Pointing dataset excerpts:
------------------------------------
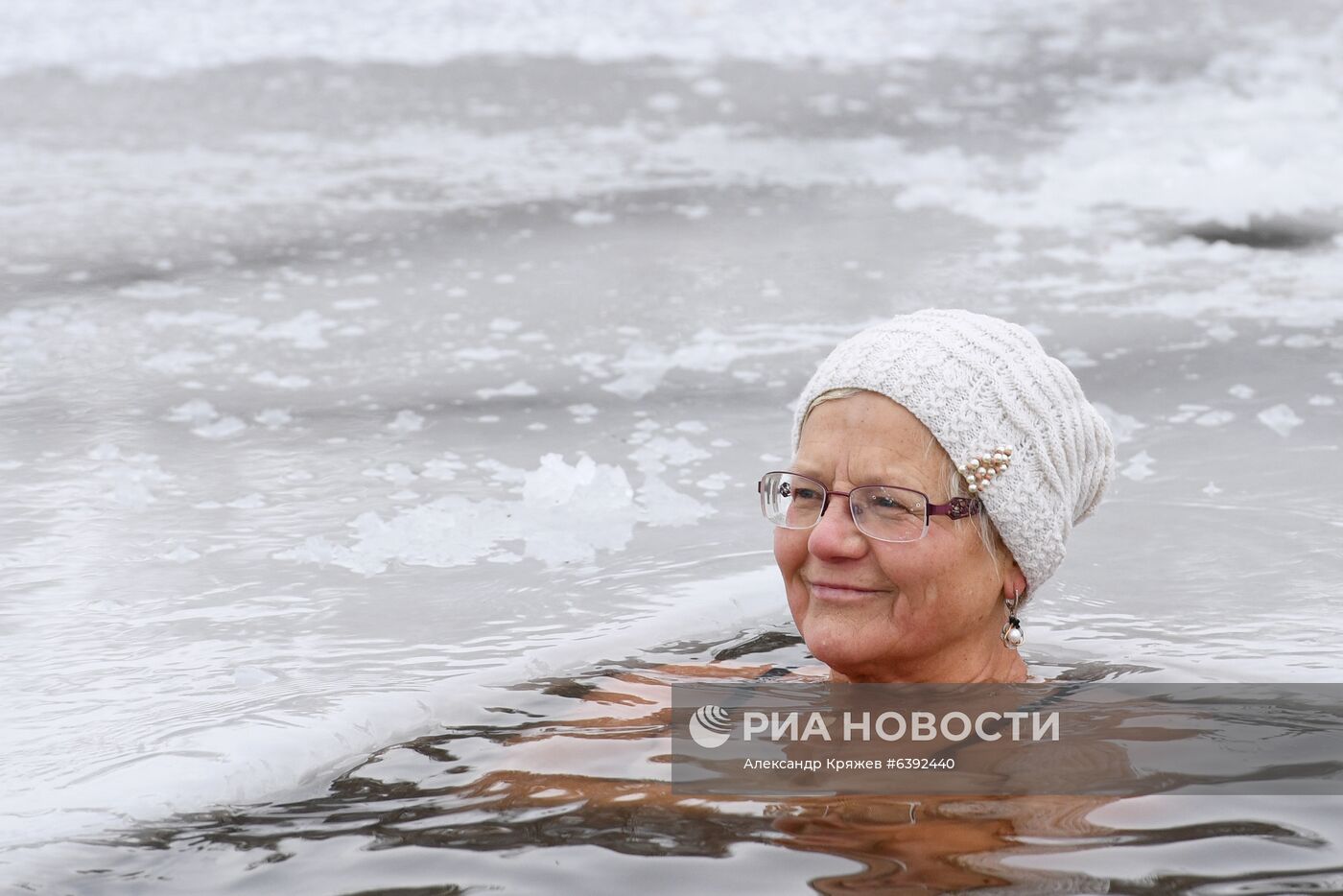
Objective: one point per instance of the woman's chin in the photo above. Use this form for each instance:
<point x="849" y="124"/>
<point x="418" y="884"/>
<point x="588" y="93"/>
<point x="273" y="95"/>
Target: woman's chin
<point x="839" y="650"/>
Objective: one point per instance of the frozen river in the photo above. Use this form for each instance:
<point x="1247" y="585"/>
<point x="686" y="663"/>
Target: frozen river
<point x="355" y="366"/>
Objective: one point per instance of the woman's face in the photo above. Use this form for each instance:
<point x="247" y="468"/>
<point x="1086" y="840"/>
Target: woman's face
<point x="927" y="610"/>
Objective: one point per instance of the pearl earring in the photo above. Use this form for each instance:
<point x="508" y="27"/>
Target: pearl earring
<point x="982" y="469"/>
<point x="1011" y="633"/>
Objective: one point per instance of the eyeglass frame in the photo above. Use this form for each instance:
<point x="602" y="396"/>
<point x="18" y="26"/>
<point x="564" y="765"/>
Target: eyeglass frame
<point x="956" y="508"/>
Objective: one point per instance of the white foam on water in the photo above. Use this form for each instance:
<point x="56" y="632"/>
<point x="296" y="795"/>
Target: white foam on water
<point x="563" y="513"/>
<point x="161" y="36"/>
<point x="1280" y="418"/>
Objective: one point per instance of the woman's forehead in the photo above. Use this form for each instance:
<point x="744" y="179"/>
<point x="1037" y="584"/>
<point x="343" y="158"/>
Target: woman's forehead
<point x="868" y="440"/>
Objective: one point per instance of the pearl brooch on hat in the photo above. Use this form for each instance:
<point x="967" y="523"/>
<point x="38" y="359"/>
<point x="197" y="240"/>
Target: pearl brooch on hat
<point x="982" y="469"/>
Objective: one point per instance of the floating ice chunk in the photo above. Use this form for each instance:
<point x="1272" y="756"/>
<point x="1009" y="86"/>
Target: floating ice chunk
<point x="483" y="353"/>
<point x="156" y="291"/>
<point x="128" y="477"/>
<point x="581" y="413"/>
<point x="353" y="304"/>
<point x="304" y="331"/>
<point x="177" y="360"/>
<point x="662" y="103"/>
<point x="1188" y="413"/>
<point x="1280" y="418"/>
<point x="564" y="513"/>
<point x="590" y="218"/>
<point x="1076" y="358"/>
<point x="443" y="468"/>
<point x="221" y="429"/>
<point x="1139" y="466"/>
<point x="709" y="87"/>
<point x="664" y="506"/>
<point x="272" y="418"/>
<point x="195" y="412"/>
<point x="26" y="269"/>
<point x="292" y="382"/>
<point x="1120" y="425"/>
<point x="692" y="212"/>
<point x="395" y="473"/>
<point x="501" y="472"/>
<point x="1305" y="340"/>
<point x="252" y="677"/>
<point x="181" y="554"/>
<point x="407" y="420"/>
<point x="660" y="452"/>
<point x="715" y="482"/>
<point x="517" y="389"/>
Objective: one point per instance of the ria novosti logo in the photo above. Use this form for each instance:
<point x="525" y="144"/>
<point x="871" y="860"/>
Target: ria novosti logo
<point x="711" y="725"/>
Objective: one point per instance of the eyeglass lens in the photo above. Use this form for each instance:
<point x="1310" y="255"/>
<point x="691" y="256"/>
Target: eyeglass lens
<point x="882" y="512"/>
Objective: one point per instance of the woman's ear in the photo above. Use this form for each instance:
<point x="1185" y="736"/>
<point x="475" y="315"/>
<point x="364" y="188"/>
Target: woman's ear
<point x="1014" y="583"/>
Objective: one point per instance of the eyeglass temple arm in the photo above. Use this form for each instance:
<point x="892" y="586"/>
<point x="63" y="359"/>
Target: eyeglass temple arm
<point x="956" y="508"/>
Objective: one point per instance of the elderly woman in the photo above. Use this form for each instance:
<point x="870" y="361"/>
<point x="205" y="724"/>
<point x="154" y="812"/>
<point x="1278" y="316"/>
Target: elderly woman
<point x="940" y="462"/>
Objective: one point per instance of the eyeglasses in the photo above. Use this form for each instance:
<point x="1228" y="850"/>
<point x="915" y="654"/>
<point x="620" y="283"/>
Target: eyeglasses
<point x="882" y="512"/>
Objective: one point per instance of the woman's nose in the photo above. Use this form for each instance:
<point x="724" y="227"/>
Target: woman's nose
<point x="836" y="535"/>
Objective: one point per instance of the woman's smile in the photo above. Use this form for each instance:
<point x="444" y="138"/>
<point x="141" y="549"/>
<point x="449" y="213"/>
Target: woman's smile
<point x="839" y="593"/>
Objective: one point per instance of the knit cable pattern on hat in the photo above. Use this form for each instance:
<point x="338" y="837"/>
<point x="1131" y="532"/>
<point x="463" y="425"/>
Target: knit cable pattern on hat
<point x="977" y="382"/>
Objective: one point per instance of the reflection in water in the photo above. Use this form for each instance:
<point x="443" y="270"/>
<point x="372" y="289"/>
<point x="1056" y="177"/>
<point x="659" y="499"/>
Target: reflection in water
<point x="583" y="761"/>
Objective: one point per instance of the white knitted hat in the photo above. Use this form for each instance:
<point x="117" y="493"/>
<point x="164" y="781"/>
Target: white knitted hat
<point x="978" y="382"/>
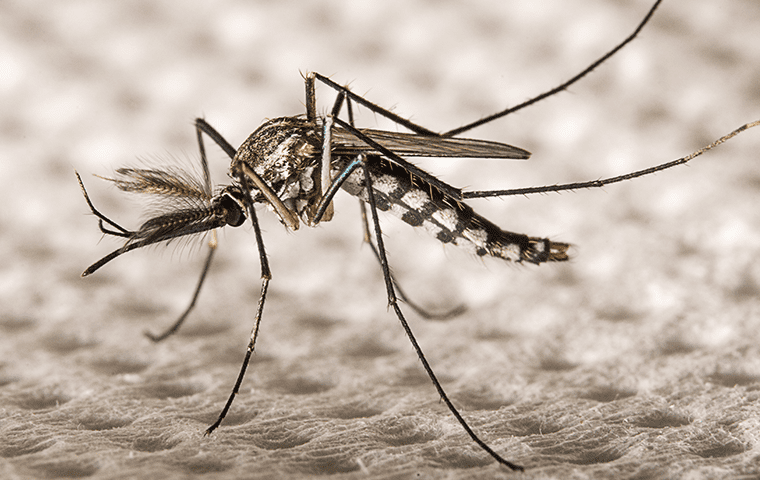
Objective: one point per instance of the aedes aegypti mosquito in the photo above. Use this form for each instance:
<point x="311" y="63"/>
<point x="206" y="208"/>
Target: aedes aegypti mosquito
<point x="296" y="165"/>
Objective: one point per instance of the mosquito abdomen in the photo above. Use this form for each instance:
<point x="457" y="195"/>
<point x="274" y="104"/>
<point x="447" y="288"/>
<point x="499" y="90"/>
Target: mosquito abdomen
<point x="420" y="205"/>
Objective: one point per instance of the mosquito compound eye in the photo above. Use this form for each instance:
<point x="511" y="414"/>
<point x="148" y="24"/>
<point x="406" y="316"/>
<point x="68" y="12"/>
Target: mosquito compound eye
<point x="235" y="215"/>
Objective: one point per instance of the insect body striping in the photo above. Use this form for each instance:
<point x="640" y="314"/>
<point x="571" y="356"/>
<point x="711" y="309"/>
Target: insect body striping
<point x="285" y="152"/>
<point x="419" y="204"/>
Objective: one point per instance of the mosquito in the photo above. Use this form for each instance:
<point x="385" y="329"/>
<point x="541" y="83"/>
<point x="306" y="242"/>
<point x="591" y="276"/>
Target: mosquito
<point x="295" y="166"/>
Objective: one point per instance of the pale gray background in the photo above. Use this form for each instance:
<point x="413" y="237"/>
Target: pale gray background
<point x="638" y="359"/>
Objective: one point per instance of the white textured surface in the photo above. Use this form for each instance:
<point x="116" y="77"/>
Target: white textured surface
<point x="638" y="359"/>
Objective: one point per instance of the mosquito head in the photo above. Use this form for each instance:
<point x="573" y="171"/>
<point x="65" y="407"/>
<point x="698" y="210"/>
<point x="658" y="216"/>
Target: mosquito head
<point x="231" y="202"/>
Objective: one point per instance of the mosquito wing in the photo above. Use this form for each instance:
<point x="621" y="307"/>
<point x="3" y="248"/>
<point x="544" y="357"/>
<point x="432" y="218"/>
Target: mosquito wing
<point x="415" y="145"/>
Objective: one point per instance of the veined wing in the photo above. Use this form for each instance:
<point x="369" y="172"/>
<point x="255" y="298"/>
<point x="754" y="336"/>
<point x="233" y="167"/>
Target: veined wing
<point x="415" y="145"/>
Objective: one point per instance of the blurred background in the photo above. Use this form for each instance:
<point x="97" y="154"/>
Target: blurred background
<point x="657" y="307"/>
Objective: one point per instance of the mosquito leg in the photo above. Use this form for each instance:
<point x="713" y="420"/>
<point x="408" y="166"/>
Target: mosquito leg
<point x="171" y="330"/>
<point x="393" y="302"/>
<point x="200" y="127"/>
<point x="561" y="87"/>
<point x="610" y="180"/>
<point x="266" y="276"/>
<point x="422" y="312"/>
<point x="122" y="232"/>
<point x="374" y="107"/>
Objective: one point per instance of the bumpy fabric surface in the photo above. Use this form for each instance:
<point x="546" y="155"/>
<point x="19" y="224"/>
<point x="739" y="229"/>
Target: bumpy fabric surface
<point x="639" y="358"/>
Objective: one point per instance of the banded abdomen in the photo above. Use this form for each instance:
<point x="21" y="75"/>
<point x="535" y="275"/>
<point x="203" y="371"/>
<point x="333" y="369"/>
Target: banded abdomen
<point x="421" y="205"/>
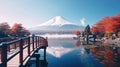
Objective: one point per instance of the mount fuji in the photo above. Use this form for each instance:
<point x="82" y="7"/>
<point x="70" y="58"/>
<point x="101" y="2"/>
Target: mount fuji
<point x="57" y="23"/>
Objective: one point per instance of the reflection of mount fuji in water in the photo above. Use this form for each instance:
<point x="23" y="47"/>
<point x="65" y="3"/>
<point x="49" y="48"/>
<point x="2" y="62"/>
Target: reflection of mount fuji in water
<point x="55" y="24"/>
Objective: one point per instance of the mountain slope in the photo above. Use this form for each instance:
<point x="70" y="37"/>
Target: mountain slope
<point x="57" y="23"/>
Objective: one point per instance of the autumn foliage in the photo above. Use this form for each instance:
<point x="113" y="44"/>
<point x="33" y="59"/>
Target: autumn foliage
<point x="107" y="24"/>
<point x="15" y="30"/>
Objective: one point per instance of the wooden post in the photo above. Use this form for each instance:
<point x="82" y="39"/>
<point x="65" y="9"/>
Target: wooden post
<point x="45" y="53"/>
<point x="21" y="53"/>
<point x="29" y="46"/>
<point x="33" y="42"/>
<point x="38" y="41"/>
<point x="4" y="55"/>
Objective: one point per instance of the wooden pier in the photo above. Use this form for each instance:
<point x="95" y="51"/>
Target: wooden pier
<point x="24" y="48"/>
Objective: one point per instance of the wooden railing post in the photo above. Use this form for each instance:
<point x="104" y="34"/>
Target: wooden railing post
<point x="45" y="53"/>
<point x="38" y="41"/>
<point x="29" y="46"/>
<point x="4" y="55"/>
<point x="21" y="53"/>
<point x="33" y="41"/>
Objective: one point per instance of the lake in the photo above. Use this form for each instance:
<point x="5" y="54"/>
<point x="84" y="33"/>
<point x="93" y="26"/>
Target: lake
<point x="69" y="53"/>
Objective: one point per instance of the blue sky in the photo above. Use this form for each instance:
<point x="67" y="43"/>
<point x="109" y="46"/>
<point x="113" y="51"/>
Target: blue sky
<point x="34" y="12"/>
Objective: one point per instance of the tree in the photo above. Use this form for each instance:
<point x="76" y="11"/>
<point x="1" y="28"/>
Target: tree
<point x="87" y="32"/>
<point x="77" y="32"/>
<point x="4" y="29"/>
<point x="19" y="31"/>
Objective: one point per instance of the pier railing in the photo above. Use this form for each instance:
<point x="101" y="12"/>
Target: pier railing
<point x="29" y="43"/>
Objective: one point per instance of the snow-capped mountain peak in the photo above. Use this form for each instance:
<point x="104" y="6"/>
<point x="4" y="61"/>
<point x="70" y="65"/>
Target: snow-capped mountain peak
<point x="56" y="21"/>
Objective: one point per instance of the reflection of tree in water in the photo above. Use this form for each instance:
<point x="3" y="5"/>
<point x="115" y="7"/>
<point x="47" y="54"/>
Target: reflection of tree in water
<point x="106" y="56"/>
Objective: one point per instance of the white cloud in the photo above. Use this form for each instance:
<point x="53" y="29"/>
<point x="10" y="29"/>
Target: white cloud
<point x="82" y="21"/>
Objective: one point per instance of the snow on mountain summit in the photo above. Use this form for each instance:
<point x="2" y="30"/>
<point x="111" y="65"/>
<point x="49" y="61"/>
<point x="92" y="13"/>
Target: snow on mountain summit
<point x="56" y="21"/>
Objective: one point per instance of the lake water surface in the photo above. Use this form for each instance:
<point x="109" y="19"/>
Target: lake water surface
<point x="69" y="53"/>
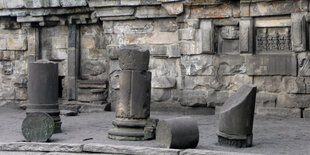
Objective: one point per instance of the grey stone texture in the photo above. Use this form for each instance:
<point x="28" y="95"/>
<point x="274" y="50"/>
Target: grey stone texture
<point x="38" y="127"/>
<point x="208" y="46"/>
<point x="134" y="59"/>
<point x="42" y="90"/>
<point x="177" y="133"/>
<point x="236" y="118"/>
<point x="135" y="94"/>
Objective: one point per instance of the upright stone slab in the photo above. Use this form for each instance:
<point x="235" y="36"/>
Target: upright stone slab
<point x="133" y="111"/>
<point x="177" y="133"/>
<point x="236" y="118"/>
<point x="38" y="127"/>
<point x="43" y="90"/>
<point x="134" y="58"/>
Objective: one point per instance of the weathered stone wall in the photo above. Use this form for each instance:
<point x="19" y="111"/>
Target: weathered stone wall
<point x="201" y="50"/>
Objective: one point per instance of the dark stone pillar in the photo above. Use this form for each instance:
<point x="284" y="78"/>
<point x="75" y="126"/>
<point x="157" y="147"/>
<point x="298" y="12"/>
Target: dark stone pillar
<point x="73" y="61"/>
<point x="133" y="110"/>
<point x="43" y="90"/>
<point x="177" y="133"/>
<point x="236" y="118"/>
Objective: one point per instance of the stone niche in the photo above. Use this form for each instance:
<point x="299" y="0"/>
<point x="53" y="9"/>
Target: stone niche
<point x="273" y="35"/>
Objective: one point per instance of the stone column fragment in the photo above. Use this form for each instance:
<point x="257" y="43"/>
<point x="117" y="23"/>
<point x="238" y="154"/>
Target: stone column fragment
<point x="298" y="32"/>
<point x="135" y="88"/>
<point x="206" y="36"/>
<point x="246" y="30"/>
<point x="177" y="133"/>
<point x="43" y="90"/>
<point x="133" y="111"/>
<point x="236" y="118"/>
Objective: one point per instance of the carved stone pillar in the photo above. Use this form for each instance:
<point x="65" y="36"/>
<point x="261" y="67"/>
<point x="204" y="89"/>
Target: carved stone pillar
<point x="43" y="90"/>
<point x="133" y="110"/>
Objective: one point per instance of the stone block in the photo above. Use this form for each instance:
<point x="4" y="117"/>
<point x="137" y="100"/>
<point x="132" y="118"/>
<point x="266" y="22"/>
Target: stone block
<point x="115" y="11"/>
<point x="193" y="23"/>
<point x="154" y="38"/>
<point x="73" y="3"/>
<point x="54" y="3"/>
<point x="133" y="58"/>
<point x="266" y="100"/>
<point x="304" y="64"/>
<point x="158" y="50"/>
<point x="3" y="44"/>
<point x="193" y="98"/>
<point x="152" y="12"/>
<point x="271" y="64"/>
<point x="136" y="26"/>
<point x="199" y="65"/>
<point x="237" y="116"/>
<point x="15" y="4"/>
<point x="173" y="51"/>
<point x="103" y="3"/>
<point x="120" y="149"/>
<point x="60" y="42"/>
<point x="206" y="36"/>
<point x="231" y="64"/>
<point x="298" y="32"/>
<point x="2" y="4"/>
<point x="134" y="103"/>
<point x="187" y="34"/>
<point x="293" y="101"/>
<point x="306" y="113"/>
<point x="189" y="48"/>
<point x="164" y="67"/>
<point x="177" y="133"/>
<point x="29" y="19"/>
<point x="222" y="10"/>
<point x="160" y="95"/>
<point x="167" y="25"/>
<point x="268" y="83"/>
<point x="246" y="36"/>
<point x="272" y="8"/>
<point x="163" y="82"/>
<point x="7" y="55"/>
<point x="131" y="3"/>
<point x="293" y="85"/>
<point x="17" y="44"/>
<point x="88" y="42"/>
<point x="280" y="112"/>
<point x="38" y="127"/>
<point x="174" y="8"/>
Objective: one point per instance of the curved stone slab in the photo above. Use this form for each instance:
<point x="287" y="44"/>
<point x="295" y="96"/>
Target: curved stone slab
<point x="236" y="117"/>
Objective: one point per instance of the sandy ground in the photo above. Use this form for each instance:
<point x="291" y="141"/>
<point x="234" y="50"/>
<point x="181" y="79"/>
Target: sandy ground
<point x="272" y="135"/>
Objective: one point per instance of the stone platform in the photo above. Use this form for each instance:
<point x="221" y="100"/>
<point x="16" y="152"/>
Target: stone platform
<point x="87" y="133"/>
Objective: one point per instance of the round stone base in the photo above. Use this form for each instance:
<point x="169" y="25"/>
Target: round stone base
<point x="234" y="140"/>
<point x="127" y="129"/>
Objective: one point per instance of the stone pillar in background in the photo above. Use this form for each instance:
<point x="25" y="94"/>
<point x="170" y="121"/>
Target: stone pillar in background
<point x="133" y="110"/>
<point x="236" y="118"/>
<point x="43" y="90"/>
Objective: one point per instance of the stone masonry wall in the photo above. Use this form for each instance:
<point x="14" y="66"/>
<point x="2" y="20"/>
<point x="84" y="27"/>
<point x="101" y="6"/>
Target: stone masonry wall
<point x="201" y="50"/>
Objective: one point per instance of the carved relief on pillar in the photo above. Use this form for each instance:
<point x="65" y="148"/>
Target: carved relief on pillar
<point x="273" y="39"/>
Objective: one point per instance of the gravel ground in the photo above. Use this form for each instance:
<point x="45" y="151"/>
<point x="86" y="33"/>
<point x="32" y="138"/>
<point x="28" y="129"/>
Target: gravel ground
<point x="272" y="135"/>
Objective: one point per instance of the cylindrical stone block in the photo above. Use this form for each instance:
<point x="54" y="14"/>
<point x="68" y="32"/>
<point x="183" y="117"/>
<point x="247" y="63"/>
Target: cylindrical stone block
<point x="135" y="93"/>
<point x="177" y="133"/>
<point x="133" y="58"/>
<point x="43" y="90"/>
------------------------------------
Task brief:
Copy out the lines from the line containing "Objective: one point per instance of the stone pillar" to the end of the listing above, without alteration.

Solution to this problem:
Objective: one point per instance of the stone pillar in background in the photo above. Use this form for each instance:
<point x="25" y="94"/>
<point x="170" y="121"/>
Target: stone pillar in background
<point x="133" y="110"/>
<point x="236" y="118"/>
<point x="43" y="90"/>
Objective: one point per instance of the stone masonry wall in the photo above. Use this form for each instance:
<point x="14" y="66"/>
<point x="2" y="20"/>
<point x="84" y="27"/>
<point x="101" y="6"/>
Target: stone masonry wall
<point x="201" y="50"/>
Objective: one point per instance of the carved relief on pillar in the photo above. Use this form for each instance:
<point x="65" y="148"/>
Target: carved relief on pillar
<point x="273" y="39"/>
Objective: one point per instance of the gravel ground in the photo above. Use this form for each instance:
<point x="45" y="151"/>
<point x="86" y="33"/>
<point x="32" y="138"/>
<point x="28" y="129"/>
Target: gravel ground
<point x="272" y="135"/>
Objective: one point per instance of the cylindrical stone block in the photo above. Use this form for each instance:
<point x="54" y="14"/>
<point x="68" y="32"/>
<point x="183" y="117"/>
<point x="247" y="63"/>
Target: cylindrical stone block
<point x="135" y="93"/>
<point x="177" y="133"/>
<point x="133" y="58"/>
<point x="43" y="90"/>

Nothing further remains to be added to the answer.